━━━ DATA LISTING ━━━

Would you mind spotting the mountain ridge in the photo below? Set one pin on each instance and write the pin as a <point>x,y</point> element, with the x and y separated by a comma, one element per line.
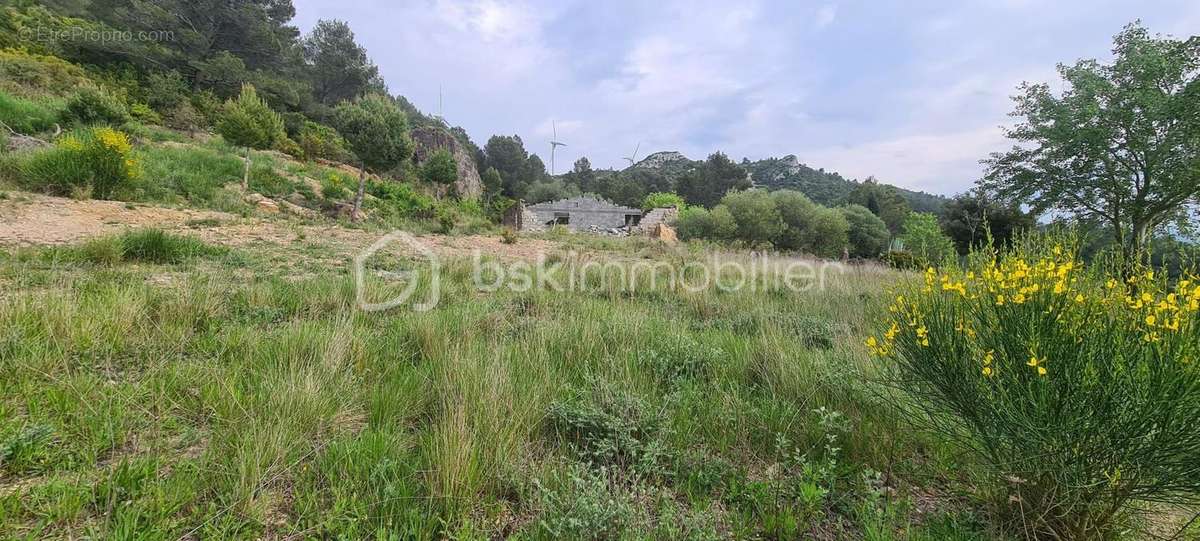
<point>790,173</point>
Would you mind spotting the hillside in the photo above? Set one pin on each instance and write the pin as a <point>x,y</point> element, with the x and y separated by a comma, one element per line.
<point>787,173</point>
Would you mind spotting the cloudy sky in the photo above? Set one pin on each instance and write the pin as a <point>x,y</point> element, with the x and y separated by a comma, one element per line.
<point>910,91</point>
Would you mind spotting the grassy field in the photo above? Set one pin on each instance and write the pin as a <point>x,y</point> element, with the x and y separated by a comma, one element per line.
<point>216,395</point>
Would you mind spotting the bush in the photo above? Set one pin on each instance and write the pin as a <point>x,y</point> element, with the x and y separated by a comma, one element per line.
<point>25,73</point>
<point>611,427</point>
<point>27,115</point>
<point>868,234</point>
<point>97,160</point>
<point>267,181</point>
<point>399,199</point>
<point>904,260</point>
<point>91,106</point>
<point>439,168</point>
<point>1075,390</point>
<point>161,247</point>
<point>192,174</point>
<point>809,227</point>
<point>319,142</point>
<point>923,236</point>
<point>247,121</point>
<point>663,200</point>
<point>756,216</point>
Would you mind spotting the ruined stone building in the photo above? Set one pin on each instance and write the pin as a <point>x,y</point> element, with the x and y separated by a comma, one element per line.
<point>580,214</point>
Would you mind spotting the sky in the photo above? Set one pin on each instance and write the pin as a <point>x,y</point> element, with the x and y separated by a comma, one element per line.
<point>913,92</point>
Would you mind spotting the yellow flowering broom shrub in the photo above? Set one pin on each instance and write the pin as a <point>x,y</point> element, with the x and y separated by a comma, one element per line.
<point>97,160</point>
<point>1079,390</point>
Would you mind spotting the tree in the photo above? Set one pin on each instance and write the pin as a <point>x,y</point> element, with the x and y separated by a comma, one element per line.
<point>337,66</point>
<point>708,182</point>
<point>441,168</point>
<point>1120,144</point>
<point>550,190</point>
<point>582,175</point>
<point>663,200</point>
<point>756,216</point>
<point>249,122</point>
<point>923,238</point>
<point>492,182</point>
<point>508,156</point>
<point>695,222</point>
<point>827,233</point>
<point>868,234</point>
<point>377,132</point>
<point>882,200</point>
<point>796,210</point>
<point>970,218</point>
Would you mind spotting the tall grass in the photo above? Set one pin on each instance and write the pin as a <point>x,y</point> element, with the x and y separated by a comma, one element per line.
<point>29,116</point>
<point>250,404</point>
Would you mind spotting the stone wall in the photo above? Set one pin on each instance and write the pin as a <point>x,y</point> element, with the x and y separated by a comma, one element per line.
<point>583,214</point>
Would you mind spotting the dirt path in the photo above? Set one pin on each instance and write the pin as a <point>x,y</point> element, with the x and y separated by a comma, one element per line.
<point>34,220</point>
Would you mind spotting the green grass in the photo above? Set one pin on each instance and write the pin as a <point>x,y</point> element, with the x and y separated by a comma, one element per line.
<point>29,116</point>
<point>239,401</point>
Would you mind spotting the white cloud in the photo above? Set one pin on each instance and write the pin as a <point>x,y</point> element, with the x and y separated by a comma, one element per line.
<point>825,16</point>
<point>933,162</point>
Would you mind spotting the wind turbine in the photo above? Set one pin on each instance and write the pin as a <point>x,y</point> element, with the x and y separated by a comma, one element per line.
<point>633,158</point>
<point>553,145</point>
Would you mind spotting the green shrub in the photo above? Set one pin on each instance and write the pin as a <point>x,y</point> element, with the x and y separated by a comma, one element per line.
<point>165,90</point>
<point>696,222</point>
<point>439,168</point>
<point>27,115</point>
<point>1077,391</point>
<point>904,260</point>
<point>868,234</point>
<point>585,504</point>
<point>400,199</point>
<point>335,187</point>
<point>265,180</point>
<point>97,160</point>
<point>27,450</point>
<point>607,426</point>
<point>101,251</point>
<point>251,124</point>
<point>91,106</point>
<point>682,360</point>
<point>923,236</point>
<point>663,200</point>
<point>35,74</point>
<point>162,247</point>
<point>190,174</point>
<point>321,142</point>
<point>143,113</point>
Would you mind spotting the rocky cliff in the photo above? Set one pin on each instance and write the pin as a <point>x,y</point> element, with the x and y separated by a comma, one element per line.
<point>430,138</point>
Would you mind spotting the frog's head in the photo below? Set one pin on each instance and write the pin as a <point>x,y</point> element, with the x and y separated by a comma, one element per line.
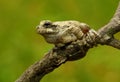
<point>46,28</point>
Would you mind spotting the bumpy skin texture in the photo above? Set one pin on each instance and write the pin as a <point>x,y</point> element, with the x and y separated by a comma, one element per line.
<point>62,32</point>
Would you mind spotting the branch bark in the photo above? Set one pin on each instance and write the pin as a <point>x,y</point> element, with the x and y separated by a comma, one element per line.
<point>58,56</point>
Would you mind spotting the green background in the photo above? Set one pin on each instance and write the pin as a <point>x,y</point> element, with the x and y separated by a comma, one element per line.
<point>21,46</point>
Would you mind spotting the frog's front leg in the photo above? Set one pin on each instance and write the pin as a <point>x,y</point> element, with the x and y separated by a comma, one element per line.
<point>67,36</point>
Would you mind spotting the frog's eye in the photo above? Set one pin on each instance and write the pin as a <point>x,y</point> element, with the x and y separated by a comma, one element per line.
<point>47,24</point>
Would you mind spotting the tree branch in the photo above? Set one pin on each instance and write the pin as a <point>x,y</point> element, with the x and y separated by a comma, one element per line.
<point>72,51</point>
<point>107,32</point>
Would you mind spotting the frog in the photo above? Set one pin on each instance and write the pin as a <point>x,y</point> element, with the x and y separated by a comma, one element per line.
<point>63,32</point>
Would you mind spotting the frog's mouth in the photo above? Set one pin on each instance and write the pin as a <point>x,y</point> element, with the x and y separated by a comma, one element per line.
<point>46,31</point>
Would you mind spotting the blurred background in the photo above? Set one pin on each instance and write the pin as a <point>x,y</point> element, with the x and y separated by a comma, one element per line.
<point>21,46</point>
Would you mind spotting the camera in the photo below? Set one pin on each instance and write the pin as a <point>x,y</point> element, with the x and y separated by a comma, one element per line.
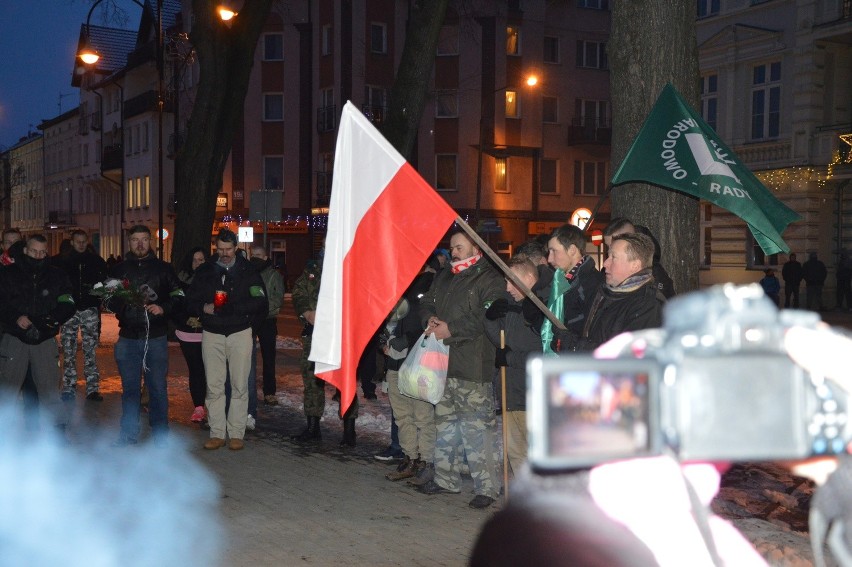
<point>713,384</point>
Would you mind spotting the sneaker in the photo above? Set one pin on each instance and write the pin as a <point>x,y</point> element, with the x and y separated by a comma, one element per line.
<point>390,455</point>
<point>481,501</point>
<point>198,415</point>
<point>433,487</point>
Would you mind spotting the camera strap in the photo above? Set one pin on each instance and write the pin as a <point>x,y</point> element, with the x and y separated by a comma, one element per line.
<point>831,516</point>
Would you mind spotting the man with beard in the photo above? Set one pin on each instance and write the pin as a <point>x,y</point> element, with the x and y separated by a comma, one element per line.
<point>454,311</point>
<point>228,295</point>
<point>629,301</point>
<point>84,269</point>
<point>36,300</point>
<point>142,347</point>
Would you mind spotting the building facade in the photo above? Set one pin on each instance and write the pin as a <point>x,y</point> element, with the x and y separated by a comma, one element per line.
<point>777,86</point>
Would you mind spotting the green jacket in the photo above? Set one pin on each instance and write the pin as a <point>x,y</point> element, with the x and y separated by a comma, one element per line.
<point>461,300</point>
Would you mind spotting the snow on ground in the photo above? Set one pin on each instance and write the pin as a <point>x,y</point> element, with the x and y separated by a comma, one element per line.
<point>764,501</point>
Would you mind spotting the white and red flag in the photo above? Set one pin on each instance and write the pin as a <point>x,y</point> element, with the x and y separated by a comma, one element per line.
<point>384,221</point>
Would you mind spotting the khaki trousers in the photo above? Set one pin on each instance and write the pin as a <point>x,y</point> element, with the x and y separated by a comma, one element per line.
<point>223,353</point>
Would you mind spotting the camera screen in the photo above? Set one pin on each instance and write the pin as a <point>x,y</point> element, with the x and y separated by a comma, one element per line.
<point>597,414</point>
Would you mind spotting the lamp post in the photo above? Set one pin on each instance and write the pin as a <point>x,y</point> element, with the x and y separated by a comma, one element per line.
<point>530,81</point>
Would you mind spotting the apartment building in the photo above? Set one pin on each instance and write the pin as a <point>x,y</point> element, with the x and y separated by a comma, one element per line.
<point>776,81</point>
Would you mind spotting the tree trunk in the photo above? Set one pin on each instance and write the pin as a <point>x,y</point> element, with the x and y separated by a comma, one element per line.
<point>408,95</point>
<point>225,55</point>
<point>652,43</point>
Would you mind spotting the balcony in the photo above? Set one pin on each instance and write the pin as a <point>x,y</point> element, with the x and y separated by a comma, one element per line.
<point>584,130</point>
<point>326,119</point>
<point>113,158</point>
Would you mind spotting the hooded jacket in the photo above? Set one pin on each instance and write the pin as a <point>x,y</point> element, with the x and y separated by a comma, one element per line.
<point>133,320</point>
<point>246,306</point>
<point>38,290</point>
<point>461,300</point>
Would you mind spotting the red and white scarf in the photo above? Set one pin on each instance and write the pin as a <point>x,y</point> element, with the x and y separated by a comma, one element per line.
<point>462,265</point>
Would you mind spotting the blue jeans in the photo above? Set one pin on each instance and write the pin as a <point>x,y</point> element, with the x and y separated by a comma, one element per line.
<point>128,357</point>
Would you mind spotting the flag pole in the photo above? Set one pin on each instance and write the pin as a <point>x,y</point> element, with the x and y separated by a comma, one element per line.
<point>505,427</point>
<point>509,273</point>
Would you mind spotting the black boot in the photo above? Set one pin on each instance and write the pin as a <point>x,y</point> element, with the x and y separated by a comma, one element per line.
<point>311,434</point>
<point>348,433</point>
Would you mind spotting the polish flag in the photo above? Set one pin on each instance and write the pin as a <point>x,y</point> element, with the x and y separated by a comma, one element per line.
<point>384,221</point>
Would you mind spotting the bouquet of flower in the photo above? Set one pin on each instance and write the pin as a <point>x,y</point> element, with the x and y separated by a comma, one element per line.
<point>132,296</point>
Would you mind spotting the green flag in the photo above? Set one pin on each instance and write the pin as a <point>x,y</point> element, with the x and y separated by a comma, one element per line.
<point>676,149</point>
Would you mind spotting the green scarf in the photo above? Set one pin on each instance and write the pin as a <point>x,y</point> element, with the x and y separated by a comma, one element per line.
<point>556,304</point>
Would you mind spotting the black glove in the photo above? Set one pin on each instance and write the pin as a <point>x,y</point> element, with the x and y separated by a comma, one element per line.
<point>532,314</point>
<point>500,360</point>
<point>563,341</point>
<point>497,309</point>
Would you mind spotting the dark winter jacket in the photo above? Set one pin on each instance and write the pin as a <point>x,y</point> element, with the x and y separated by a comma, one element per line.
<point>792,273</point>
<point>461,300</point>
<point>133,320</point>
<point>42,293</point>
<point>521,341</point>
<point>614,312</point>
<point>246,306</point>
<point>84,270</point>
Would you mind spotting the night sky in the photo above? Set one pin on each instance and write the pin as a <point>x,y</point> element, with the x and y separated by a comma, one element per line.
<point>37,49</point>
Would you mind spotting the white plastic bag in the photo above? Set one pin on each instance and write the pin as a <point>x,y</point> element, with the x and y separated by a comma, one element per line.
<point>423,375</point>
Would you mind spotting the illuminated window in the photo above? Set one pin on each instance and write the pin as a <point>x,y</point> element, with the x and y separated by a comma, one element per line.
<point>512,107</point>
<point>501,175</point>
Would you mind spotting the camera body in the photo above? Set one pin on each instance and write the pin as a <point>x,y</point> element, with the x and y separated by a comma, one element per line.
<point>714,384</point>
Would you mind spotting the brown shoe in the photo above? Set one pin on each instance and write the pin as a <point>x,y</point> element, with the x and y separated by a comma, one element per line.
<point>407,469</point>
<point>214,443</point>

━━━

WHAT THE TASK REQUIRES ::
Rewrite the lines from the one containing "Would you mind spotting the lamp" through the one containing "<point>776,81</point>", inclusive, replacing "apartment building" with "office tower" and leaving everything else unchanged.

EXERCISE RESPONSE ::
Would you mind spotting the lamp post in the photo above? Set one pin on each instance and write the pin as a <point>x,y</point> element, with the x and y separated by a comma, one element per line.
<point>530,81</point>
Would you mind spotting the office tower in the photo above? Set one pin on each instance and write the pin as a <point>x,y</point> element, with the x and y separated by a comma, one element per line.
<point>776,81</point>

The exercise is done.